(Data shown)

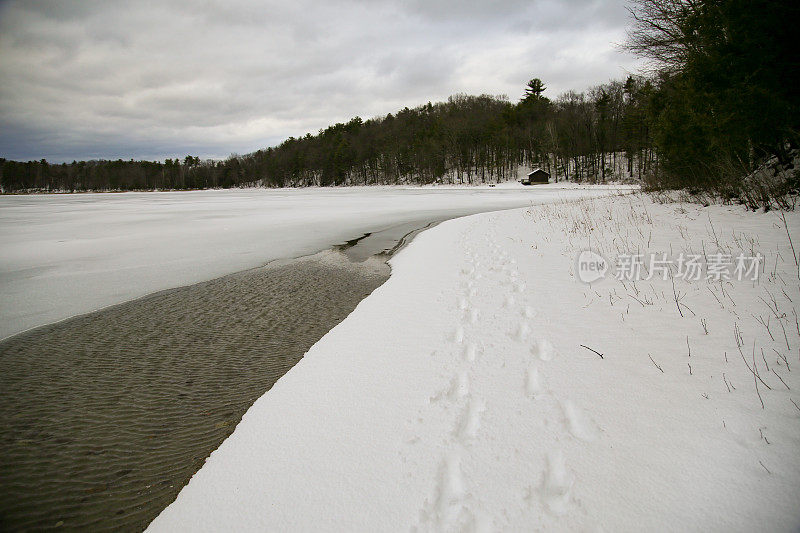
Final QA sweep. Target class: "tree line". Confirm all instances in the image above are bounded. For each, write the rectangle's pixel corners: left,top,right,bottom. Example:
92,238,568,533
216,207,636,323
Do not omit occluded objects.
2,0,795,207
0,78,653,192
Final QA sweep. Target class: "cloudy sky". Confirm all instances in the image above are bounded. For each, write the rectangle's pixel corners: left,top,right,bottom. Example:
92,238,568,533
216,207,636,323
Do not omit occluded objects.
0,0,642,162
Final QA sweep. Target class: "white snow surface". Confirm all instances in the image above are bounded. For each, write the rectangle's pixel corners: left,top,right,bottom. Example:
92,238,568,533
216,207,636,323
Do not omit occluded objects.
150,193,800,532
0,184,619,339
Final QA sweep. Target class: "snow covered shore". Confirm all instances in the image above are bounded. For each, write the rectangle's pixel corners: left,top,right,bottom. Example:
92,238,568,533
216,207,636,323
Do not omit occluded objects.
149,193,800,532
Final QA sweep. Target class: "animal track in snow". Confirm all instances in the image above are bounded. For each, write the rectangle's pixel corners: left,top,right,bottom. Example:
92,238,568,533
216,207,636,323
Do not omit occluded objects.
417,440,488,532
463,343,478,362
514,322,531,342
454,371,470,399
431,372,470,403
421,452,466,530
525,364,542,398
560,400,599,442
539,450,574,515
455,397,486,441
530,338,556,361
452,326,464,344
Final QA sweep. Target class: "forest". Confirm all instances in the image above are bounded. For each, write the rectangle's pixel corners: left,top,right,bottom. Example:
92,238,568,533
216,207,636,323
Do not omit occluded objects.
1,0,796,207
0,78,654,191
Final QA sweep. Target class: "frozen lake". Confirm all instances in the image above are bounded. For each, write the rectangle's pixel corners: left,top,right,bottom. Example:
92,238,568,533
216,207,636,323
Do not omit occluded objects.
0,184,619,339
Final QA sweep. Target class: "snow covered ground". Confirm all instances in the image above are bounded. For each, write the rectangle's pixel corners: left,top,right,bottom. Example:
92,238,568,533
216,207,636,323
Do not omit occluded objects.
0,184,619,339
149,192,800,532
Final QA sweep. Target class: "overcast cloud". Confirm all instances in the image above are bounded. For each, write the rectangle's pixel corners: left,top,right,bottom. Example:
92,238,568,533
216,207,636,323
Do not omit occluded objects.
0,0,642,162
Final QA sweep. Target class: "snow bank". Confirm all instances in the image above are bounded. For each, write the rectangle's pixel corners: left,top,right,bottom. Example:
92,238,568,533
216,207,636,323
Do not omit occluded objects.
149,193,800,531
0,185,620,339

(End Data shown)

*What you need to do*. Copy out every line of the listing that includes the string "snow".

*Completed exercise*.
Final QA sweep. Target class: "white snow surface". Confirm all instances in the image above are bounded. For each, write the rectangle's pixel corners: left,top,right,bottom. Example:
Final QA sweep. Target class: "snow covered shore". Confirm all instances in the image above are bounded. For each, write the rectangle's pixel corners: left,top,right,bottom. Example:
Final QA sweep. Target class: "animal track in snow". Confirm all instances in the image above are bounded. For each, write the rectangle's pixel corners: left,top,right,bottom. Example:
Final QA sweep. Target class: "snow covered ground". Confirm all instances in the image above are bounded. For each, write the rectangle's pixel corners: left,top,right,bottom. Example:
Final QA sweep. Target class: "snow bank". Confirm all instances in the image above are bounded. For each, write the rectangle's pixel corners: left,top,right,bottom. Example:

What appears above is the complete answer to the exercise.